▶ [The task]:
Below are records; repeat them all exactly.

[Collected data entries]
========
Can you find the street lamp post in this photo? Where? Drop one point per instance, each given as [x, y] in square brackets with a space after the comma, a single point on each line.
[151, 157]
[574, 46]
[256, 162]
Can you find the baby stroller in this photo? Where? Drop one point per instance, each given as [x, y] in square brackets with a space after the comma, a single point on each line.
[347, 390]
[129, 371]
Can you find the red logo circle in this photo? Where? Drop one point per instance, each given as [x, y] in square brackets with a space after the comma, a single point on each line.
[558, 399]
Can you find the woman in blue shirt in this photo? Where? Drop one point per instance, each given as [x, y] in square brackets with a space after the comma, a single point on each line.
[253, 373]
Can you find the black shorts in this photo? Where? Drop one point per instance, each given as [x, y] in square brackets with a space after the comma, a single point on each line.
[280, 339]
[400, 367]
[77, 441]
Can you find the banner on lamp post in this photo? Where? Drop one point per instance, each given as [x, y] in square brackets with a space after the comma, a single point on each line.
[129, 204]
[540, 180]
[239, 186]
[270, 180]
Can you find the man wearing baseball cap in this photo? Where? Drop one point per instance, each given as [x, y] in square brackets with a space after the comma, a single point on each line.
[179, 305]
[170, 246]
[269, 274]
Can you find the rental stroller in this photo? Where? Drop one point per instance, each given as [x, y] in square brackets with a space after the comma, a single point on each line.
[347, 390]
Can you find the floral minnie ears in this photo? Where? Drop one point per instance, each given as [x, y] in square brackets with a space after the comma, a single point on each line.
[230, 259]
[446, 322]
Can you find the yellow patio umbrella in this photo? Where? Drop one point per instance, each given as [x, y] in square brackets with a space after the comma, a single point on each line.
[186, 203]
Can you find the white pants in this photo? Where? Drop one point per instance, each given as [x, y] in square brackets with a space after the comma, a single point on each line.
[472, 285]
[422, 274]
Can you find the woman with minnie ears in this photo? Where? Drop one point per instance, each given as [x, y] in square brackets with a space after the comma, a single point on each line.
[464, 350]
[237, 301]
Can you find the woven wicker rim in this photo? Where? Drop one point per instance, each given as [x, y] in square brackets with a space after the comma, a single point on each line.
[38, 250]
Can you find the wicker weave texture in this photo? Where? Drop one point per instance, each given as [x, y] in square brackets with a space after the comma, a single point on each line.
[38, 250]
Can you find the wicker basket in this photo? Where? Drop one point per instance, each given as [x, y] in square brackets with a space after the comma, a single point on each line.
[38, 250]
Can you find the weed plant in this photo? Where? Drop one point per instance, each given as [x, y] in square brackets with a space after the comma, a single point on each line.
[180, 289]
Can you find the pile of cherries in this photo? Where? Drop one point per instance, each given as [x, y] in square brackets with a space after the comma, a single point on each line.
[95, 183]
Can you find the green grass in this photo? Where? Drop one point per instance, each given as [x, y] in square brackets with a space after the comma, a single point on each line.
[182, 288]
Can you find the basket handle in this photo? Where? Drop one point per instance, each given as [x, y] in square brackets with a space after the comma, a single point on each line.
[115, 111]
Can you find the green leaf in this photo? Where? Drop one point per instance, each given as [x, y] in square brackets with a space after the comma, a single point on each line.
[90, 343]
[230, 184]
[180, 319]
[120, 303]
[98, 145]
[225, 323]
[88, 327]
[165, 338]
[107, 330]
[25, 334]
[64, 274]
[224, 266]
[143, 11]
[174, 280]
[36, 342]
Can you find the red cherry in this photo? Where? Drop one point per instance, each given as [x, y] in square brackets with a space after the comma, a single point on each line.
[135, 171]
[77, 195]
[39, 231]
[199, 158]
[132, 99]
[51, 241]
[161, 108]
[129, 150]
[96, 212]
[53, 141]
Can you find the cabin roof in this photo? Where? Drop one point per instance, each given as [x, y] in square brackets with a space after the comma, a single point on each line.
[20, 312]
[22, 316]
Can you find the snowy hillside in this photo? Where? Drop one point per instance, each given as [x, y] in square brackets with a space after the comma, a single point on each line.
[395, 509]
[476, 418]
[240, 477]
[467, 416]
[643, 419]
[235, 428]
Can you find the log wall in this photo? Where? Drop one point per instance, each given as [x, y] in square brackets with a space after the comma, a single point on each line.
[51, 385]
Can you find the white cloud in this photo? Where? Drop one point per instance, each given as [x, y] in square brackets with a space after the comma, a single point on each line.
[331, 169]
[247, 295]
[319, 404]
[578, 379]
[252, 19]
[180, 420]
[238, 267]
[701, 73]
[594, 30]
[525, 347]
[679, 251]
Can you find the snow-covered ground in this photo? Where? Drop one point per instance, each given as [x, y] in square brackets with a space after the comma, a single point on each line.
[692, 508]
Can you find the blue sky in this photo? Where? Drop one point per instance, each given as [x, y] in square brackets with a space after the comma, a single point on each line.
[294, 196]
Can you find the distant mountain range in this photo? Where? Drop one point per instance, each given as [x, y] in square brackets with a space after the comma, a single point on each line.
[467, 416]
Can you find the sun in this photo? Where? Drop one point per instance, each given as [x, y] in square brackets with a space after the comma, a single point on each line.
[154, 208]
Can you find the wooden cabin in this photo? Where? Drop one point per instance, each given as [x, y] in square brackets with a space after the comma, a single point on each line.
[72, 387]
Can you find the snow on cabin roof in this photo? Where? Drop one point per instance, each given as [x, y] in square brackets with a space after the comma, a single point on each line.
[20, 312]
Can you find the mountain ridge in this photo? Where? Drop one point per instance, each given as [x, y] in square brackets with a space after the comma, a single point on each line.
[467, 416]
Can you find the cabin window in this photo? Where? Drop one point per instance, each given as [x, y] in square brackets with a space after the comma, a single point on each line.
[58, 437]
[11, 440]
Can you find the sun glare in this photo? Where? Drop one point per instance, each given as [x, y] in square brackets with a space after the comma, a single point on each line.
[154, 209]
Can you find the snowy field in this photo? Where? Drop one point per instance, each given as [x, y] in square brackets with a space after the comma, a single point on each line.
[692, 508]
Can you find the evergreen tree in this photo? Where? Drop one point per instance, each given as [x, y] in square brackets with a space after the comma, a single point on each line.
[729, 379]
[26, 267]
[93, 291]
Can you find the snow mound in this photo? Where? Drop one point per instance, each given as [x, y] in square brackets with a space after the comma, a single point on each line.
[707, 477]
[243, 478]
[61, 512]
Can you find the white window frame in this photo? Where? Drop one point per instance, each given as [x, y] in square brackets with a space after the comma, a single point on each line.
========
▶ [Result for this task]:
Can you find the street lamp post in this photo? Where? Drop one point per instance, each given as [x, y] in square brackets with a space after the comma, a single point on each line.
[151, 157]
[574, 46]
[256, 162]
Can you find the baby stroller in this photo? Where? Drop one point per instance, each given as [x, y] in square brackets with a space after the comma, a single point on each line.
[347, 390]
[129, 371]
Can you find the red logo circle in this photo? Where? Drop one point per instance, each given as [x, y] in square brackets with a space after the comma, a single point on each line.
[558, 399]
Can you find the woman in blue shirt in this photo? Where? Drop one point per instance, each given as [x, y] in square brackets with a space after the comma, a single point on each line.
[253, 373]
Can you find the black shorts in this photo? Where? Drop one point per instance, each given as [x, y] in square brackets with a space after the comma, a single point on each line.
[280, 339]
[400, 367]
[77, 441]
Can you find the banner on lamp post in this photo? Where? Drop one point per instance, each given as [x, y] in square brackets with a space after the comma, a single point on each line.
[129, 204]
[540, 180]
[239, 186]
[270, 180]
Can you find the man wearing baseball cap in this photo? Where? Drop one point per instance, each given as [x, y] in square brackets with a space after the comma, a single point on each line.
[179, 305]
[170, 246]
[269, 274]
Can you find the rental stroller in this photo? Where? Drop one point per instance, each given as [x, y] in square brackets with a space after the comma, a single point on each line.
[347, 390]
Can you find the floral minnie ears in this photo? Where? Drop one point per instance, each given as [x, y] in square brackets with a space after the comma, a single point on each line.
[230, 259]
[446, 322]
Can you find the yellow patio umbrella in this photo? Where? Drop one point per instance, each given as [x, y] in square brackets with a space after the comma, a single point on each line.
[186, 203]
Can you find the white pants in this photo? Where? Drop one point per instance, each given as [x, y] in square brackets with a space after the comma, a single point on each line.
[472, 285]
[422, 274]
Can you find the woman with minnie ears in this photo? Where? Drop one point per instance, each given as [x, y] in square brackets with a space after the comma, a single point on each line.
[464, 350]
[237, 301]
Can you find the woven wicker rim in this photo? Where? Drop one point per instance, each given as [x, y] in square brackets with a space after the comma, a single point on each line.
[38, 250]
Can you find the wicker weave texture in this photo? Where? Drop one point per instance, each given as [x, y] in square brackets with a space after the comma, a single point on each line.
[38, 250]
Can you find the wicker basket in this photo? Where? Drop one point per instance, each given as [x, y] in square brackets with a space after the comma, a single point on each line.
[38, 250]
Can you find the weed plant in this photo? Where? Drop one point per instance, each given as [x, y] in square brackets with a space after the comma, a single point on each line.
[180, 289]
Can you find the pile of cherries in this photo? Where? Drop one point per instance, each given as [x, y] in square brackets with a space after the comma, a single point on each line.
[95, 183]
Can you find the green grass in this photo? Where? Drop one point per instance, each given as [x, y] in square brackets with a space after the comma, a single point on each line.
[182, 288]
Can you find the basket handle in this photo? Where? Drop one point per instance, each given as [x, y] in square brackets with a space after the comma, a single point on each line.
[115, 111]
Can you find the green leaf in this photo? Where? Drop one point per instance, each given as [x, y] in square brackets with a space after the comma, a single point on each line.
[90, 343]
[230, 184]
[180, 319]
[120, 303]
[98, 145]
[225, 323]
[88, 327]
[165, 338]
[107, 330]
[25, 334]
[64, 274]
[224, 266]
[143, 11]
[174, 280]
[36, 342]
Can you find the red cherry in this photo? Where? Drop one point per instance, each given as [x, y] in square brackets with a space after the comma, a single point on each line.
[135, 171]
[77, 195]
[39, 231]
[199, 158]
[132, 99]
[51, 241]
[161, 108]
[129, 150]
[96, 212]
[53, 141]
Can you find the cabin roof in this photo? Where? Drop one point per instance, each given as [x, y] in square brackets with a space after the comma, a single point on each line.
[20, 312]
[22, 316]
Can you find the snowy hillside in this photo? Where? Drop one point per instance, each given as [x, y] in square brackets with a space after the comma, a single point on each line.
[395, 509]
[476, 418]
[240, 477]
[467, 416]
[643, 419]
[235, 428]
Can you find the log wall in this photo? Where? Drop one point per instance, each given as [x, y] in square brackets with a space after the comma, a single point on each line.
[51, 385]
Can you find the white cloud in this photo? Where? Drop one point per instance, each given as [x, y] in square brackets with a space after the comma, a single point on each line.
[331, 169]
[247, 295]
[319, 404]
[578, 379]
[252, 19]
[180, 420]
[238, 267]
[701, 73]
[594, 30]
[525, 347]
[679, 251]
Can you find the snow-covered ground in this photo? Where? Drop one point per instance, each given as [x, y] in square brackets with a space after the comma, a single point on each line.
[692, 508]
Can you find the blue sky in this photo? Where? Drop one point per instance, each given as [x, y] in square brackets with a space after the comma, a single point on each line.
[294, 196]
Can you find the distant mountain range in this photo? Where? Drop one point per instance, each given as [x, y] in square brackets with a space after the comma, a single point on each line.
[467, 416]
Can you find the sun in this photo? Where? Drop one point per instance, each given as [x, y] in square brackets with a space after the comma, a single point on each line.
[154, 208]
Can you find the wooden cabin in this photo? Where? Drop one point per instance, each given as [x, y] in square brackets with a space after the comma, a single point on each line.
[72, 387]
Can you find the snow on cabin roof in this photo? Where? Drop one point per instance, each given as [x, y] in square brackets with a space after the comma, a single point on each line.
[20, 312]
Can you find the mountain ridge in this photo? Where? Drop one point per instance, each given as [x, y] in square brackets with a space after the comma, a single point on each line.
[467, 416]
Can you find the cabin window in this photo? Where? Drop one point per instance, each given as [x, y] in square brackets with a space after the comma, a single point on each line.
[58, 437]
[11, 440]
Can you find the sun glare in this photo? Where? Drop one point per instance, each given as [x, y] in square brackets with a space after the comma, a single point on each line.
[154, 209]
Can you find the snowy field in this photo? Where? Drop one point per instance, each given as [x, y] in square brackets with a space after the comma, a single point on each line.
[692, 508]
Can you find the evergreen tree in this photo? Where? Drop one point per instance, each given as [x, y] in square brackets with a space after the comma, a single point on each line.
[729, 379]
[26, 267]
[93, 291]
Can you find the snow mound in this photo? Where? Drop one point per instance, each given as [x, y] in square brackets with a space after the comma, a single point on each line.
[707, 477]
[243, 478]
[61, 512]
Can you find the white window frame in this photo? Where? Drop one point per instance, each given as [x, y] in square brackets with a space after the comma, a single point on each line.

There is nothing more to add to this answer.